▶ TRAVAIL À FAIRE:
A: Reproduisez mot pour mot l'intégralité du texte sur le travail de la langue orale à l'école primaire.
B: Relevez chaque ligne qui contient le mot « target ». La casse compte.

▶ BLOC DE TEXTE:
::::::::

Et Virginie insiste : « Je ne vise pas une amélioration directe de la communication. Mon objectif cible plutôt la compréhension des mécanismes et des finesses de la langue. Cela ne peut s’envisager qu’à long terme. Et ce travail, sur des phrases en apparence simples, j’accepte qu’il prenne du temps, beaucoup de temps… Ils oublieront et il faudra reprendre ! Mais je sais que cela reviendra de plus en plus vite. Ce qui est important, c’est de savoir vers où amener les élèves. C’est un pari non pas sur quelques mois, mais sur toute la scolarité du primaire. Ce que j’espère, c’est qu’on puisse travailler de cette façon, dès la première année, voire en maternelle pour qu’en cinquième année, ils puissent écrire une phrase correcte pour l’école car ils seront capables de la dire correctement. Il est primordial de comprendre ce que c’est que travailler la langue orale. Très (trop ?) souvent, apprendre à parler est associé à la mémorisation de poésies ou à la préparation d’exposés. Je fais le choix d’alterner des exercices de diction, de rythme, d’exercices structuraux oraux, avec des démarches qui portent sur un travail précis et rigoureux de compréhension et d’utilisation des mots, de toutes classes ou catégories confondues : les mots qui disent dans quel ordre, les mots pour parler au bon temps, les mots qui disent combien, les mots que l’on choisit dans un champ lexical en fonction de qui on est ou de celui à qui on s’adresse…
Le vocabulaire de matière ne relève pas, à mes yeux, d’une priorité immédiate. Lorsque l’on travaille une structure ou que l’on parle de la langue autour d’une matière, on est bien obligé d’utiliser les termes précis de celle-ci. On utilise alors les mots parce qu’on a besoin d’eux, presque sans s’en rendre compte, et à force d’en avoir vraiment besoin, on finit par les retenir. C’est comme une boucle vertueuse. Ainsi comparer des quadrilatères exige que l’on pratique d’une part des structures qui traduisent la comparaison, mais aussi forcément les mots qui différencient, à savoir côtés parallèles ou perpendiculaires, égaux deux à deux, qui se coupent en angles droits… C’est en comparant que ces mots sont obligatoirement utilisés. Fréquemment et correctement !

::::::::

▶ LIGNES DE DONNÉES:
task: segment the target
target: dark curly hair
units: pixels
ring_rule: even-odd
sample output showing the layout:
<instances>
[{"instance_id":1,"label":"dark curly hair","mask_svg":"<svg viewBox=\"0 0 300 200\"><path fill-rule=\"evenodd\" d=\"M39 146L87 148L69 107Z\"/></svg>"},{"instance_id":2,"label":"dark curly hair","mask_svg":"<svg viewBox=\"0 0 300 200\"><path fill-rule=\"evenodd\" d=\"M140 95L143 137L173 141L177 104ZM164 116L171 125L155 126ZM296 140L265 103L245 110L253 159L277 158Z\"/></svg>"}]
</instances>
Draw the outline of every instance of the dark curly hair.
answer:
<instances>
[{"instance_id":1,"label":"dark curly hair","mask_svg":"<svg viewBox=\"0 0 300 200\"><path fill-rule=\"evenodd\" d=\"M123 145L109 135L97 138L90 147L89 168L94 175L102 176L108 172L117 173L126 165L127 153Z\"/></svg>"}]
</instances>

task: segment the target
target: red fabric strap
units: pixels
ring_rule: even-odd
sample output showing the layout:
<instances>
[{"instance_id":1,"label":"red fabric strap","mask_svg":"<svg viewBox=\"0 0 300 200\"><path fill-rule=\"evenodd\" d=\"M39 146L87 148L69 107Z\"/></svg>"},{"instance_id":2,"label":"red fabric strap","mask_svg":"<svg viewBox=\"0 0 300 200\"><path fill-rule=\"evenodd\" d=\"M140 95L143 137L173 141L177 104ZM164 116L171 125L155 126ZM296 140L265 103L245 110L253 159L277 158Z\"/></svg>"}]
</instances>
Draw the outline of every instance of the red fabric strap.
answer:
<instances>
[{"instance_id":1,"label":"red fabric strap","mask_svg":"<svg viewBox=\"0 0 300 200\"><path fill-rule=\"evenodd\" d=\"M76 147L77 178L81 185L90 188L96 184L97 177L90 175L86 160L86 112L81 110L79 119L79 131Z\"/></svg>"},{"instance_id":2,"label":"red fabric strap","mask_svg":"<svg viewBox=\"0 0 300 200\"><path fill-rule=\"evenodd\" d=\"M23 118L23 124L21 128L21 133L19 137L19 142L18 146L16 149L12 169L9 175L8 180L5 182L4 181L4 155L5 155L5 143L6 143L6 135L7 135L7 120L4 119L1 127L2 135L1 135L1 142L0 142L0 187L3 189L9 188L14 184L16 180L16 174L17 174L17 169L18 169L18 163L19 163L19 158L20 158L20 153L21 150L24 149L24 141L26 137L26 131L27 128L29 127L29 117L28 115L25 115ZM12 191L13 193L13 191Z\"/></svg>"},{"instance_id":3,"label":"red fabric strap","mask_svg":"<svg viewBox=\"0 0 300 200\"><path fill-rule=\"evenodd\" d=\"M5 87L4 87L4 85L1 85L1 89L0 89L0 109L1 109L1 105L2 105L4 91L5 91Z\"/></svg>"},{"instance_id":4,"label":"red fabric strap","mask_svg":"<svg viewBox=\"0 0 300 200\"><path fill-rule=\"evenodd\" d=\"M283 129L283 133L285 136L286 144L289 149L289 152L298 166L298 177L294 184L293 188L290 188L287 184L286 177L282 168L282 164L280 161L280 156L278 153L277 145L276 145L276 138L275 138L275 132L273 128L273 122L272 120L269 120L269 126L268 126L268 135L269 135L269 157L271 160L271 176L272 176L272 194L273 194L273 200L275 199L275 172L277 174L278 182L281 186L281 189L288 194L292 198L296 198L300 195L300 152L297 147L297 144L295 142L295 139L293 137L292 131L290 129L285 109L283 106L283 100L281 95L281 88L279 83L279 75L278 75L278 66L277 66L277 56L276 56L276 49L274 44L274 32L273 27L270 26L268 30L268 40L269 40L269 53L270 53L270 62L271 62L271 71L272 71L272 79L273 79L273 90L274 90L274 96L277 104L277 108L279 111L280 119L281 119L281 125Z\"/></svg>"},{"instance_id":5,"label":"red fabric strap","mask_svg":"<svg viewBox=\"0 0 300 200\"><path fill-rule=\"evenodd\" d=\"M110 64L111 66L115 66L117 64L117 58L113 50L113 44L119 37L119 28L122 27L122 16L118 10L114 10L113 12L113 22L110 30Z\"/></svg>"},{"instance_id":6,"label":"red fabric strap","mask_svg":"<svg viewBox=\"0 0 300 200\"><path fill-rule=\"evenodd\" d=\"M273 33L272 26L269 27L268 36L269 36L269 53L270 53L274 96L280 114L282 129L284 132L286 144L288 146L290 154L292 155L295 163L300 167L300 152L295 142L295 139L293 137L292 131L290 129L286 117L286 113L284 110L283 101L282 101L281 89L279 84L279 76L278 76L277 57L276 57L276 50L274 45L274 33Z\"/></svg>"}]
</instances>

::::::::

▶ LES RÉPONSES:
A:
Et Virginie insiste : « Je ne vise pas une amélioration directe de la communication. Mon objectif cible plutôt la compréhension des mécanismes et des finesses de la langue. Cela ne peut s’envisager qu’à long terme. Et ce travail, sur des phrases en apparence simples, j’accepte qu’il prenne du temps, beaucoup de temps… Ils oublieront et il faudra reprendre ! Mais je sais que cela reviendra de plus en plus vite. Ce qui est important, c’est de savoir vers où amener les élèves. C’est un pari non pas sur quelques mois, mais sur toute la scolarité du primaire. Ce que j’espère, c’est qu’on puisse travailler de cette façon, dès la première année, voire en maternelle pour qu’en cinquième année, ils puissent écrire une phrase correcte pour l’école car ils seront capables de la dire correctement. Il est primordial de comprendre ce que c’est que travailler la langue orale. Très (trop ?) souvent, apprendre à parler est associé à la mémorisation de poésies ou à la préparation d’exposés. Je fais le choix d’alterner des exercices de diction, de rythme, d’exercices structuraux oraux, avec des démarches qui portent sur un travail précis et rigoureux de compréhension et d’utilisation des mots, de toutes classes ou catégories confondues : les mots qui disent dans quel ordre, les mots pour parler au bon temps, les mots qui disent combien, les mots que l’on choisit dans un champ lexical en fonction de qui on est ou de celui à qui on s’adresse…
Le vocabulaire de matière ne relève pas, à mes yeux, d’une priorité immédiate. Lorsque l’on travaille une structure ou que l’on parle de la langue autour d’une matière, on est bien obligé d’utiliser les termes précis de celle-ci. On utilise alors les mots parce qu’on a besoin d’eux, presque sans s’en rendre compte, et à force d’en avoir vraiment besoin, on finit par les retenir. C’est comme une boucle vertueuse. Ainsi comparer des quadrilatères exige que l’on pratique d’une part des structures qui traduisent la comparaison, mais aussi forcément les mots qui différencient, à savoir côtés parallèles ou perpendiculaires, égaux deux à deux, qui se coupent en angles droits… C’est en comparant que ces mots sont obligatoirement utilisés. Fréquemment et correctement !

B:
task: segment the target
target: dark curly hair
task: segment the target
target: red fabric strap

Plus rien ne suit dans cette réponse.